[Excerpt from a dataset]
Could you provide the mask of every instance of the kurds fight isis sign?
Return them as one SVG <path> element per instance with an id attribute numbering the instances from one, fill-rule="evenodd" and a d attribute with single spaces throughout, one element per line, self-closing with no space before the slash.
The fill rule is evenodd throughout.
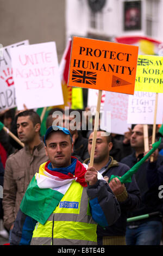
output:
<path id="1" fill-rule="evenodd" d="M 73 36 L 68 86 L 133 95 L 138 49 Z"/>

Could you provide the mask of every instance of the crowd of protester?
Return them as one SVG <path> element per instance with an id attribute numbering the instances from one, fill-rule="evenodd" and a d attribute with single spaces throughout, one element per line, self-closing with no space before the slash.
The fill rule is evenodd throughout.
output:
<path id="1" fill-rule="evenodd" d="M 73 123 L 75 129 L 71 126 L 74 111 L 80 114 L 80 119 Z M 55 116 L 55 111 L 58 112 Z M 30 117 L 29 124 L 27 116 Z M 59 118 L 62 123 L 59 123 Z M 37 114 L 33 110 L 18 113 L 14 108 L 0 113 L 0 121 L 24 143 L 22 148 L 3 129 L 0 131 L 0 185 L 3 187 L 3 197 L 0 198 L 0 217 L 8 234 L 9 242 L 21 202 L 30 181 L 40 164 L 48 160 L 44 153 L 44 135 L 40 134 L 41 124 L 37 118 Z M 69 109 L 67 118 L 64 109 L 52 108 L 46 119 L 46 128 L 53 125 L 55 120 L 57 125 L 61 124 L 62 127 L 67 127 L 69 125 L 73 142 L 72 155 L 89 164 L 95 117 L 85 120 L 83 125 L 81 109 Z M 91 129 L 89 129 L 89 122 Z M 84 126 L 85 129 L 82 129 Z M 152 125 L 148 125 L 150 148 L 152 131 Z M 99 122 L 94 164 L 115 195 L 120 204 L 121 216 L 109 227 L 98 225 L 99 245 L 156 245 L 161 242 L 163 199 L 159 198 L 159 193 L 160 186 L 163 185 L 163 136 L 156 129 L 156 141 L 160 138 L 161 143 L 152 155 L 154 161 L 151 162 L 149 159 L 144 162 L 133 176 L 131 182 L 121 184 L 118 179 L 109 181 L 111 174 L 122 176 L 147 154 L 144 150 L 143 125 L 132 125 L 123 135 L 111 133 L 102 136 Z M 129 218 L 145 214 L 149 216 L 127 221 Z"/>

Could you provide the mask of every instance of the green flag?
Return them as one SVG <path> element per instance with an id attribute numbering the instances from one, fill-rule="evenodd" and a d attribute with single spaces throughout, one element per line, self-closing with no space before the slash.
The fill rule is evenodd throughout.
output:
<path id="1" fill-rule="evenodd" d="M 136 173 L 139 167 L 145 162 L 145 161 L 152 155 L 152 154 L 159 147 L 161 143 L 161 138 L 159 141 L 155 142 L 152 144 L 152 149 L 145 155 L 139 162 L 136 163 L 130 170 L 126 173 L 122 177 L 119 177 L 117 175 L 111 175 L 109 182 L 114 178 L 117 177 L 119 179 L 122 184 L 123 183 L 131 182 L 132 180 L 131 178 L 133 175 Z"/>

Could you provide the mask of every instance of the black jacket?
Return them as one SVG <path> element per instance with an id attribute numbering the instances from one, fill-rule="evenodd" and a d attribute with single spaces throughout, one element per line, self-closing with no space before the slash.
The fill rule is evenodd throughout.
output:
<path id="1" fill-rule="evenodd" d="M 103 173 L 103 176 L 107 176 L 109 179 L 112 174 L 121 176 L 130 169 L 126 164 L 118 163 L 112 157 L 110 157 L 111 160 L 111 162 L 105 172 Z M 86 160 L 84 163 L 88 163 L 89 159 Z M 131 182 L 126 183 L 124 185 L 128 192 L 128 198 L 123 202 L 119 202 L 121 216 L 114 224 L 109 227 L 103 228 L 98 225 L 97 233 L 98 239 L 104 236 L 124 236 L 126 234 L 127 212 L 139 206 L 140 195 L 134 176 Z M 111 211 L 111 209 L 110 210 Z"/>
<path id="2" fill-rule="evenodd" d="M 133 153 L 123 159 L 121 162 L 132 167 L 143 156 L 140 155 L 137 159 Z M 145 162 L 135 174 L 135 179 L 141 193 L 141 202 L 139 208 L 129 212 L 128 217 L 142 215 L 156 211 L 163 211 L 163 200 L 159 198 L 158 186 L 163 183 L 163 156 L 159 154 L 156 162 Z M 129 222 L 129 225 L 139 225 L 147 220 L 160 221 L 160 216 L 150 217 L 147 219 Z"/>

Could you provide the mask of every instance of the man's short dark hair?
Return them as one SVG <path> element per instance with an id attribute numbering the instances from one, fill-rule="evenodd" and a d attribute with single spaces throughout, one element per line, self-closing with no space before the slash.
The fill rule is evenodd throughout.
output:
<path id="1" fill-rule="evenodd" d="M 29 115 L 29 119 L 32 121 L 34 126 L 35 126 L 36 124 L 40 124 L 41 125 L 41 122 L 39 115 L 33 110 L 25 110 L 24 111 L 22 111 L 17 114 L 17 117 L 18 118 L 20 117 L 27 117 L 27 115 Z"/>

__Task requirements__
Could you update all the records above so that "mask" becomes "outline" wherever it occurs, leaving everything else unchanged and omitting the pictures from your answer?

__Worked solution__
Could you provide the outline of every instance of the kurds fight isis sign?
Return them as one SVG <path> element per instance with an id attribute numbering the instances from one, fill-rule="evenodd" and a d attribute with single spaces throughout, one element per line, self-closing with no space before the slash.
The fill rule is evenodd throughout.
output:
<path id="1" fill-rule="evenodd" d="M 73 36 L 68 86 L 133 95 L 138 49 Z"/>

Could you provide the outline of every instance of the crowd of protester?
Return them as one SVG <path> element per instance with an id attribute numbering the instances from one, fill-rule="evenodd" and a d attribute with single spaces throughout, one element per line, self-closing with no space before the slash.
The fill rule is evenodd throughout.
output:
<path id="1" fill-rule="evenodd" d="M 73 123 L 75 129 L 71 126 L 74 111 L 80 114 L 80 119 Z M 55 116 L 55 111 L 58 112 Z M 30 117 L 29 124 L 27 116 Z M 59 118 L 62 123 L 59 123 Z M 37 114 L 33 110 L 18 113 L 14 108 L 0 113 L 0 121 L 24 143 L 22 148 L 3 129 L 0 131 L 0 185 L 3 187 L 3 197 L 0 198 L 0 217 L 8 234 L 9 242 L 21 202 L 30 181 L 40 164 L 48 160 L 44 153 L 44 135 L 40 134 L 41 124 L 37 118 Z M 69 109 L 67 118 L 64 109 L 52 108 L 46 119 L 46 128 L 53 125 L 55 120 L 57 125 L 61 124 L 62 127 L 67 127 L 69 125 L 73 142 L 72 155 L 89 164 L 95 117 L 85 120 L 83 125 L 81 109 Z M 91 129 L 89 129 L 89 122 Z M 84 126 L 85 129 L 82 129 Z M 152 125 L 148 125 L 150 148 L 152 131 Z M 99 122 L 94 164 L 115 195 L 120 204 L 121 216 L 109 227 L 98 225 L 99 245 L 156 245 L 161 242 L 163 199 L 159 198 L 159 193 L 160 186 L 163 185 L 163 136 L 156 129 L 156 141 L 160 138 L 161 143 L 152 155 L 154 161 L 151 162 L 149 159 L 144 162 L 133 176 L 131 182 L 121 184 L 118 179 L 109 181 L 111 174 L 122 176 L 147 154 L 144 150 L 143 125 L 132 125 L 123 135 L 111 133 L 102 136 Z M 129 218 L 145 214 L 149 216 L 127 221 Z"/>

Could you provide the outline of every instance of the green flag?
Return them as one SVG <path> element per instance with an id attribute numbering the instances from one, fill-rule="evenodd" and a d attribute with single spaces throughout, one element per line, self-closing with no space before the slash.
The fill rule is evenodd throughout.
output:
<path id="1" fill-rule="evenodd" d="M 136 173 L 139 167 L 145 162 L 145 161 L 152 155 L 152 154 L 159 147 L 161 143 L 161 138 L 159 141 L 155 142 L 152 144 L 152 149 L 145 155 L 139 162 L 136 163 L 130 170 L 126 173 L 122 177 L 119 177 L 117 175 L 111 175 L 109 182 L 114 178 L 117 177 L 119 179 L 122 184 L 123 183 L 131 182 L 132 180 L 131 178 L 133 175 Z"/>

Could you provide the outline of every instance of the black jacket?
Return them as one SVG <path> element per instance with an id attribute numbering the instances from one, fill-rule="evenodd" and a d attribute with single spaces throughout, one element per line, self-closing with no space before the slash.
The fill rule is evenodd throughout.
output:
<path id="1" fill-rule="evenodd" d="M 103 173 L 103 176 L 107 176 L 109 179 L 112 174 L 121 176 L 130 169 L 126 164 L 118 163 L 112 157 L 110 157 L 111 160 L 111 162 L 105 172 Z M 86 160 L 84 163 L 88 163 L 89 159 Z M 131 182 L 126 183 L 124 185 L 128 192 L 128 198 L 123 202 L 119 202 L 121 216 L 114 224 L 109 227 L 103 228 L 98 225 L 97 233 L 98 239 L 104 236 L 124 236 L 126 234 L 127 212 L 139 206 L 140 195 L 134 176 Z M 111 211 L 111 209 L 110 210 Z"/>
<path id="2" fill-rule="evenodd" d="M 133 153 L 123 159 L 121 162 L 132 167 L 143 156 L 140 155 L 137 159 Z M 145 162 L 135 174 L 135 179 L 141 193 L 141 202 L 139 208 L 129 212 L 128 217 L 142 215 L 156 211 L 163 211 L 163 200 L 159 198 L 158 186 L 163 183 L 163 156 L 159 154 L 156 162 Z M 129 222 L 129 225 L 139 225 L 147 220 L 160 221 L 160 216 L 150 217 L 147 219 Z"/>

Could you provide the outline of every instance of the man's short dark hair?
Return them as one SVG <path> element per instance with an id attribute numbering the instances from one, fill-rule="evenodd" and a d attribute with single spaces throughout, one element per line, self-closing with no space before the slash.
The fill rule is evenodd throughout.
output:
<path id="1" fill-rule="evenodd" d="M 29 115 L 29 119 L 32 121 L 34 126 L 35 126 L 36 124 L 40 124 L 41 125 L 41 122 L 39 115 L 33 110 L 25 110 L 24 111 L 22 111 L 17 114 L 17 117 L 18 118 L 20 117 L 27 117 L 27 115 Z"/>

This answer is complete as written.